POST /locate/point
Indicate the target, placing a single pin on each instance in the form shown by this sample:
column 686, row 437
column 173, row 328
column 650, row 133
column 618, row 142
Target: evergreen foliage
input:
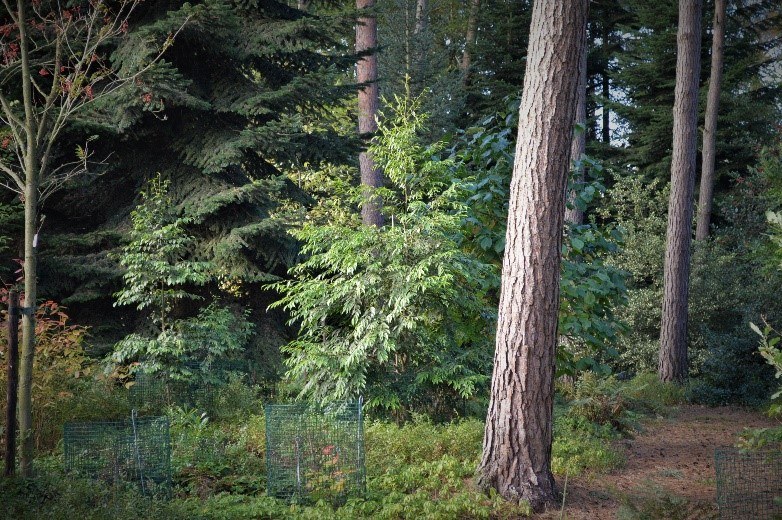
--
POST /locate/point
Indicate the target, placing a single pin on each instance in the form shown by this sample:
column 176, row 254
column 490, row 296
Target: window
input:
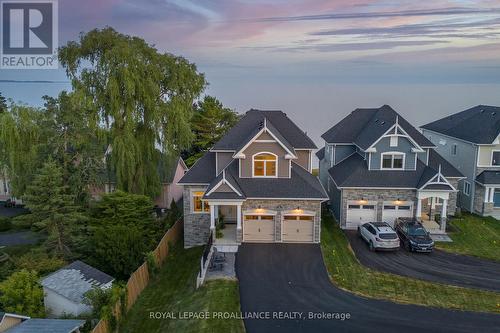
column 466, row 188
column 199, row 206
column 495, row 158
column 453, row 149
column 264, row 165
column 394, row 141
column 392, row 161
---
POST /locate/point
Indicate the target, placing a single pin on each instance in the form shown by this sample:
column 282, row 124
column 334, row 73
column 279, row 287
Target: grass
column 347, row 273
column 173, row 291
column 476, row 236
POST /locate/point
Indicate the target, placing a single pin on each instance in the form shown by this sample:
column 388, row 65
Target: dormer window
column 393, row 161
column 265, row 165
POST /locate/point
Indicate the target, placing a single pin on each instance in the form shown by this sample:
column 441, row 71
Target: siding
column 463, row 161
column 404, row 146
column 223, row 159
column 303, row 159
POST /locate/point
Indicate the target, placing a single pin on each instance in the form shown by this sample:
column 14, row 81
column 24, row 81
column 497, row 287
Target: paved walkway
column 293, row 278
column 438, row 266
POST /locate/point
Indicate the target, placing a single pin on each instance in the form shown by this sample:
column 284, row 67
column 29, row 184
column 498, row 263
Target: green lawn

• _What to do_
From the material above, pull out each line containing the word "window" and list them one per line.

• _Exercise output_
Target: window
Target: dormer window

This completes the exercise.